Excerto de origem |

++++++

N: No que se refere à vertente Investigação. Qual será a aposta? Como prevê o desenvolvimento desta área na Faculdade?
Prof. FP: O desenvolvimento da Investigação Científica e o acesso à Inovação e desenvolvimento na FMUL constitui um outro pilar fundamental duma estrutura académica médica. Estou fortemente empenhado na concretização de uma Universidade e de uma Escola Médica que faça da investigação e da promoção do conhecimento um atributo e uma qualidade.
A minha atuação decorrerá em dois planos de intervenção:
a. O primeiro, na reafirmação da cooperação ativa e participativa com o IMM, que nasceu da convergência de Centros de Investigação classificados como Excelente da Faculdade de Medicina, cujos líderes científicos são diretamente ou por afiliação Professores da Faculdade e que funciona nas instalações da Faculdade de Medicina, no edifício Egas Moniz. Trata-se dum instrumento de excelência para promoção e implementação de investigação.

++++++

Enunciado 1 |
Enumera todas as siglas com mais de uma letra, escritas inteiramente em maiúsculas, que aparecem na entrevista.
Enunciado 2 |
Altera o trecho da entrevista que começa em "Prof. FP: O" e segue até "implementação de investigação.", substituindo "Faculdade de Medicina" por "FMUL".

++++++

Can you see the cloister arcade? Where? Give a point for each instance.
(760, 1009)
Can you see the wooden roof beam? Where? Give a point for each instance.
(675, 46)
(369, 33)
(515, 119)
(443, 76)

++++++

Resultado do exercício 1 |
FP, FMUL, IMM

Resultado do exercício 2 |
Prof. FP: O desenvolvimento da Investigação Científica e o acesso à Inovação e desenvolvimento na FMUL constitui um outro pilar fundamental duma estrutura académica médica. Estou fortemente empenhado na concretização de uma Universidade e de uma Escola Médica que faça da investigação e da promoção do conhecimento um atributo e uma qualidade.
A minha atuação decorrerá em dois planos de intervenção:
a. O primeiro, na reafirmação da cooperação ativa e participativa com o IMM, que nasceu da convergência de Centros de Investigação classificados como Excelente da FMUL, cujos líderes científicos são diretamente ou por afiliação Professores da Faculdade e que funciona nas instalações da FMUL, no edifício Egas Moniz. Trata-se dum instrumento de excelência para promoção e implementação de investigação.